Point localization data
━━━━

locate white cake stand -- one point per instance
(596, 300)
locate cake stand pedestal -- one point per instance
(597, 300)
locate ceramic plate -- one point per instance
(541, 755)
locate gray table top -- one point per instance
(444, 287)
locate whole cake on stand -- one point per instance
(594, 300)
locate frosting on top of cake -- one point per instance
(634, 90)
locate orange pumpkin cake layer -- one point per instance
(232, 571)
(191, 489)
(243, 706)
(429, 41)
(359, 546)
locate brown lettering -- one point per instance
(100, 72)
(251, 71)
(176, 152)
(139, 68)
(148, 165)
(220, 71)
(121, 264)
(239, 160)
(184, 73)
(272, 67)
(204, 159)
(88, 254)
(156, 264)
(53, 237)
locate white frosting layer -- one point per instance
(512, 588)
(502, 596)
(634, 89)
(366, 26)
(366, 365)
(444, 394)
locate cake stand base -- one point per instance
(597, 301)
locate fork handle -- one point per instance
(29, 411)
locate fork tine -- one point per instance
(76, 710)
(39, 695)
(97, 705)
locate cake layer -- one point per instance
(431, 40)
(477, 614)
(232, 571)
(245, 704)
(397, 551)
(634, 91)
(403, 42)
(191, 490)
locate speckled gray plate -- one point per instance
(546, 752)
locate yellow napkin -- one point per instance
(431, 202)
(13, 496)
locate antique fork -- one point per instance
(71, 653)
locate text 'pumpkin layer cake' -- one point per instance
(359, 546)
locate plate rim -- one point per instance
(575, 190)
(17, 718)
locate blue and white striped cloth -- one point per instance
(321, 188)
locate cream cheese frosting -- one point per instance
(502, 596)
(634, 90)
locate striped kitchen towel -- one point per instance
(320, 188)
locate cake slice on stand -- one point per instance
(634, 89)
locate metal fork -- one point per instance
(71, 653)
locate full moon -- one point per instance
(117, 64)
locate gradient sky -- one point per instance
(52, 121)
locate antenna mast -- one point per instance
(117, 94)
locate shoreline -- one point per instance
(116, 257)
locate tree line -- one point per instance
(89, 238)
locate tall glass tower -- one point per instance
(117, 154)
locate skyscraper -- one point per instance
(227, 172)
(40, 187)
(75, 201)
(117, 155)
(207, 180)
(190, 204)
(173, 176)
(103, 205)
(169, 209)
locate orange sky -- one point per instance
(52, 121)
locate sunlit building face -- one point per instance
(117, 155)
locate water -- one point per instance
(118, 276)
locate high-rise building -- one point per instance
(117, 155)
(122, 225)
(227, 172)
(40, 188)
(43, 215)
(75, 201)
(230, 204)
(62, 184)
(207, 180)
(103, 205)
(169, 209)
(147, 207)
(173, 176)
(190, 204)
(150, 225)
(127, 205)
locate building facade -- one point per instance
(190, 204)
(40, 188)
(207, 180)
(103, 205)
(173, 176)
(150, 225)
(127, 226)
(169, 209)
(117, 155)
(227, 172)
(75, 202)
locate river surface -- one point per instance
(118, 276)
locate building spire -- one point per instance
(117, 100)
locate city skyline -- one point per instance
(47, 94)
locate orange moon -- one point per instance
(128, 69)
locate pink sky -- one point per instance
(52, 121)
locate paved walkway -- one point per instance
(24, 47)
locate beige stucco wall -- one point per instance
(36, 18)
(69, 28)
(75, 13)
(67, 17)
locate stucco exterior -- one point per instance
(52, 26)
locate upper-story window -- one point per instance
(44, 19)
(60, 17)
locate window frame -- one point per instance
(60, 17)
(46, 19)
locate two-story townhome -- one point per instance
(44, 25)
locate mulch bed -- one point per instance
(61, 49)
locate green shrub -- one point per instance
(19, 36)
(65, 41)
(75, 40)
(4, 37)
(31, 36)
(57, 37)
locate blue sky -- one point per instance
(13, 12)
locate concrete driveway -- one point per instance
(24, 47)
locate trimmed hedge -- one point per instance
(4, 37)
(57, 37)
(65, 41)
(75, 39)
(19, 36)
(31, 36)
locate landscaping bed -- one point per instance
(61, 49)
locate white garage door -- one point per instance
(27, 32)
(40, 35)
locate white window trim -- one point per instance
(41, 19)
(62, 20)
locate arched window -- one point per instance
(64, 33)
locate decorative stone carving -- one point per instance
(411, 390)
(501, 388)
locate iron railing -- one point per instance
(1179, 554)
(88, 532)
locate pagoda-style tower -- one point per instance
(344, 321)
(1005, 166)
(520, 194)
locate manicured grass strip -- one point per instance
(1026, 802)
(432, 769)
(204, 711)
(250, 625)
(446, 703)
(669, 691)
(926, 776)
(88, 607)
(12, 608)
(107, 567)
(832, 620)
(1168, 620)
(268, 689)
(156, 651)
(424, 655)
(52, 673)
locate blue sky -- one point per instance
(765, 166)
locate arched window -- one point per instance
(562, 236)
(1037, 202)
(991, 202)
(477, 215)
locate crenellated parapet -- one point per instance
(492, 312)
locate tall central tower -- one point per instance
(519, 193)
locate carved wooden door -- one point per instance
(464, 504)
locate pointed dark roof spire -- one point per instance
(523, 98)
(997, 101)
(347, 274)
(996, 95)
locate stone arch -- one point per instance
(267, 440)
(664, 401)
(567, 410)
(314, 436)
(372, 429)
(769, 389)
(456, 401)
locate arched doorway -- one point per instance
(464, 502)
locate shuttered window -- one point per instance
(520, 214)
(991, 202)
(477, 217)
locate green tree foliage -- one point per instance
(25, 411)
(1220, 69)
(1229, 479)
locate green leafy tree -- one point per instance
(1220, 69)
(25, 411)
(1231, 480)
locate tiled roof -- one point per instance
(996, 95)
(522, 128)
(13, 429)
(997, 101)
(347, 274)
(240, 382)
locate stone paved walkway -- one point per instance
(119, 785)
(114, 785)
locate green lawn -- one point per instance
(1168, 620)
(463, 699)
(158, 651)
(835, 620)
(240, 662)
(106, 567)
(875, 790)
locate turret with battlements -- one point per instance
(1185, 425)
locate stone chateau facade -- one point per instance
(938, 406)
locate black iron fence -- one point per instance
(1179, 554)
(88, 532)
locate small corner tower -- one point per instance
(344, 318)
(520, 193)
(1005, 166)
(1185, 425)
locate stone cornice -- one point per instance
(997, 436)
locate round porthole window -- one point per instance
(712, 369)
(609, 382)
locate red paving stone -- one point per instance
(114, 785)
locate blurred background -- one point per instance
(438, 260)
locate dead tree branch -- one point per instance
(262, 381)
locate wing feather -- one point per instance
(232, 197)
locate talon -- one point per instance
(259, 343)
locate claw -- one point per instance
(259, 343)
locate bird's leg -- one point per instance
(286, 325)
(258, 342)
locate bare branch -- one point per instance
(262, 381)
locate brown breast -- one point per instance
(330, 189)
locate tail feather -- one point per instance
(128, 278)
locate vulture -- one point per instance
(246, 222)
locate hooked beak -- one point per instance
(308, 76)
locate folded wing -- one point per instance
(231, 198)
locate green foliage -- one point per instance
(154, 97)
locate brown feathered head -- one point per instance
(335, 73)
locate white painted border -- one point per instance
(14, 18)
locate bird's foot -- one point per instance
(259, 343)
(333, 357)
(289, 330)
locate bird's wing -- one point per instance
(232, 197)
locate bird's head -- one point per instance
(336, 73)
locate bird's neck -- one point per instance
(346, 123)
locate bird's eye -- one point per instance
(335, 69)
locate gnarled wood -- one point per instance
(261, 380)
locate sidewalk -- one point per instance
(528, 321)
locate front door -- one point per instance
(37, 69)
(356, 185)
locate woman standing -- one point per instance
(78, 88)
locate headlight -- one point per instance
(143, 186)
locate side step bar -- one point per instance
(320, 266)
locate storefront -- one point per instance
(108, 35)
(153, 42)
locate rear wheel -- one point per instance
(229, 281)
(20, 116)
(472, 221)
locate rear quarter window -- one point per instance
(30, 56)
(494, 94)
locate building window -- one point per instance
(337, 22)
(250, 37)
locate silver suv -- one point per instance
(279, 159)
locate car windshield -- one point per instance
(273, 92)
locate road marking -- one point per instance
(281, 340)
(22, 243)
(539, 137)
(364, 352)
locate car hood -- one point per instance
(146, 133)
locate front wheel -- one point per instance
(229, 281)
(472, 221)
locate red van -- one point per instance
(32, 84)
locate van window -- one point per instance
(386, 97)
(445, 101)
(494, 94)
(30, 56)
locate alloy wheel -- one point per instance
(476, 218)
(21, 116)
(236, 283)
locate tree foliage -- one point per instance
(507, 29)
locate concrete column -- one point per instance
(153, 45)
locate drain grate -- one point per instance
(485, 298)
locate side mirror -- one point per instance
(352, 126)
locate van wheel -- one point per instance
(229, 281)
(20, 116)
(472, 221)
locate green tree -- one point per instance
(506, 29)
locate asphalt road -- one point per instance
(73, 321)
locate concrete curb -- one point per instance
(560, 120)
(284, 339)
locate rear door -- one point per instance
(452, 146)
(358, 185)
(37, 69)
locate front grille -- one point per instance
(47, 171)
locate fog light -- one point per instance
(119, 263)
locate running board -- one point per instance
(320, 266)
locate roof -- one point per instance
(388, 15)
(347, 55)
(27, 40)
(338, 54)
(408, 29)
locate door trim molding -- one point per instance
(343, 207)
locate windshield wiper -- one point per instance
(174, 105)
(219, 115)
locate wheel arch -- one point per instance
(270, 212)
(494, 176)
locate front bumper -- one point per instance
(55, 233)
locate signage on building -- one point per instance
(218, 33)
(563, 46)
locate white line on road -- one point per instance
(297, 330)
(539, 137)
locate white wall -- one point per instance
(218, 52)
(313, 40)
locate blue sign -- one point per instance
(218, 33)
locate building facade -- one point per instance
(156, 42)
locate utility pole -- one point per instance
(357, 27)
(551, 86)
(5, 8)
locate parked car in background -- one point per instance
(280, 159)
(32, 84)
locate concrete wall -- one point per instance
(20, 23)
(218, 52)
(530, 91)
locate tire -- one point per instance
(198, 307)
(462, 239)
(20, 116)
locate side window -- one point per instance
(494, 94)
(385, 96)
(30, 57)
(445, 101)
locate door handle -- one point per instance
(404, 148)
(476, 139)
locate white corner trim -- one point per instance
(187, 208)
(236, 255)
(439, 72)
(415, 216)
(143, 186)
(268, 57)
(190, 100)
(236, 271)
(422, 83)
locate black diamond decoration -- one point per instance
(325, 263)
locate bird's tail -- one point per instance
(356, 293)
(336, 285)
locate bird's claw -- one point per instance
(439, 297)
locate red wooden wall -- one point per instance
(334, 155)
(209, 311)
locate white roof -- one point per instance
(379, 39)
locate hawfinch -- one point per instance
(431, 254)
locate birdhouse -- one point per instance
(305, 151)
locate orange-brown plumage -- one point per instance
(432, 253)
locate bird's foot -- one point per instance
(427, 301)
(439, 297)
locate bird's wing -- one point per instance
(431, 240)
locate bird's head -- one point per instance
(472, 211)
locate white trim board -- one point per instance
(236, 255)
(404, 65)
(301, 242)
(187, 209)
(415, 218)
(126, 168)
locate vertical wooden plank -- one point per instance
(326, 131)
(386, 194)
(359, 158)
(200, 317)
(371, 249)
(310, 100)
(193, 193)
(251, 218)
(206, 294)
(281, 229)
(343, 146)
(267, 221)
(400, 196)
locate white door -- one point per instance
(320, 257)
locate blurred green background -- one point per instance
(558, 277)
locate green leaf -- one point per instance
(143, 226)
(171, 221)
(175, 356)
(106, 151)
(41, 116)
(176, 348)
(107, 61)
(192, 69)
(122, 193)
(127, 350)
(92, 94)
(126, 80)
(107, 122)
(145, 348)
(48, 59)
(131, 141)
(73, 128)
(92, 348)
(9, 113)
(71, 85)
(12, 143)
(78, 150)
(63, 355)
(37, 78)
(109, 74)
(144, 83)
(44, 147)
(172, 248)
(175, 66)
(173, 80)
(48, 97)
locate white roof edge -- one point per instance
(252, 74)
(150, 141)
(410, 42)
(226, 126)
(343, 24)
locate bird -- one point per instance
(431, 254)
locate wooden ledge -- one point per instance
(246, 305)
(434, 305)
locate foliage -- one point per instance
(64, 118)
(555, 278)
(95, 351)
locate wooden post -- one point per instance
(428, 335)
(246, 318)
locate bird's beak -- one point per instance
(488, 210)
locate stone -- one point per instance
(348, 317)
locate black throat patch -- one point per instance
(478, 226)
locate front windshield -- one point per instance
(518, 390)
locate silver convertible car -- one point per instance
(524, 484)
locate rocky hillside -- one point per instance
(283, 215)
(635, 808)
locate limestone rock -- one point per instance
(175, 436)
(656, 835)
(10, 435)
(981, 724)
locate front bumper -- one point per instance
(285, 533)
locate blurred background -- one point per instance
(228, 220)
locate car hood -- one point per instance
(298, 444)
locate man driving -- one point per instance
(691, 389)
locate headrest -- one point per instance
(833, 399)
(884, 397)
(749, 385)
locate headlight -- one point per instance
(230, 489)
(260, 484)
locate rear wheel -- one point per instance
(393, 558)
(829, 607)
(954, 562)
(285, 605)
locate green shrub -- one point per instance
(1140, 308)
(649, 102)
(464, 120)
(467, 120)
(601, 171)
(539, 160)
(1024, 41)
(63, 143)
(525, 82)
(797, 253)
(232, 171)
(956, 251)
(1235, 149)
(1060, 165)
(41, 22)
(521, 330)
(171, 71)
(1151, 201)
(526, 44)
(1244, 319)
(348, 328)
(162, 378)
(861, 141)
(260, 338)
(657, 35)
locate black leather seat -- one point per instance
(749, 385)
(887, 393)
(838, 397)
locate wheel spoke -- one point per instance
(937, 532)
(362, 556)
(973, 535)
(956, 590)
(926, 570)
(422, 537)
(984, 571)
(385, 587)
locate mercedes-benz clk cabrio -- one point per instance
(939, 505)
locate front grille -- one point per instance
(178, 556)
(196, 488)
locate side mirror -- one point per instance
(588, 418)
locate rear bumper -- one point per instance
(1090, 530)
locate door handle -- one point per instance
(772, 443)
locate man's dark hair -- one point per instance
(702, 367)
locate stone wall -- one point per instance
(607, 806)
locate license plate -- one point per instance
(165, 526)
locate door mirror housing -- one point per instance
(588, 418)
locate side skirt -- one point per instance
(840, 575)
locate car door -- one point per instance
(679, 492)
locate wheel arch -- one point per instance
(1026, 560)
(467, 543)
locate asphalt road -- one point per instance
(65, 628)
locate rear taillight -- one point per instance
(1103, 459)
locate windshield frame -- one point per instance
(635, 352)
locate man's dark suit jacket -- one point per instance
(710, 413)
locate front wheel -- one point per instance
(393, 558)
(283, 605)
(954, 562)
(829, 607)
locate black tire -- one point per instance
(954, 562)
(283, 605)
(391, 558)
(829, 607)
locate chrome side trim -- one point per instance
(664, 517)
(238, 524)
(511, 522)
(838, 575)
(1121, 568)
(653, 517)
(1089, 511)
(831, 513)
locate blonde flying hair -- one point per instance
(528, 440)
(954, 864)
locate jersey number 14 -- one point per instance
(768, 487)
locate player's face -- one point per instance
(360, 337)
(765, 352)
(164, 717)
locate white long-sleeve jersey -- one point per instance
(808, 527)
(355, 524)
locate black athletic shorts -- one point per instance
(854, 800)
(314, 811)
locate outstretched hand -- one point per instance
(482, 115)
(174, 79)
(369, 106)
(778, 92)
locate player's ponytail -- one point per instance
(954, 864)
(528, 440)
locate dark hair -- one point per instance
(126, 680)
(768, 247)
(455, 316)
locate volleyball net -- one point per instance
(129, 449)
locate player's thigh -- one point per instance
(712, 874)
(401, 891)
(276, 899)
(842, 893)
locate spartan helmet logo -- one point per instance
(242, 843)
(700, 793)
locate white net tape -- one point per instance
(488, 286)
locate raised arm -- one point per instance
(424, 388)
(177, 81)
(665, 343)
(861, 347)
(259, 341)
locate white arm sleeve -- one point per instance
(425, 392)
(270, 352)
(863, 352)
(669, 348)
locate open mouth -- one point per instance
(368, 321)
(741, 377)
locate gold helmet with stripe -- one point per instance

━━━━

_GOAL OF THE EXERCISE_
Each line from the one containing "locate white net" to the end of the records should be echoed exactly, and no other line.

_FINISHED TASK_
locate white net tape -- one point per instance
(488, 286)
locate raised arm -- one point per instance
(424, 388)
(177, 81)
(665, 343)
(861, 347)
(259, 341)
locate white arm sleeve -- one point per instance
(425, 392)
(270, 352)
(863, 352)
(669, 348)
locate open mouth -- one point per instance
(368, 321)
(741, 377)
locate gold helmet with stripe -- one point per instance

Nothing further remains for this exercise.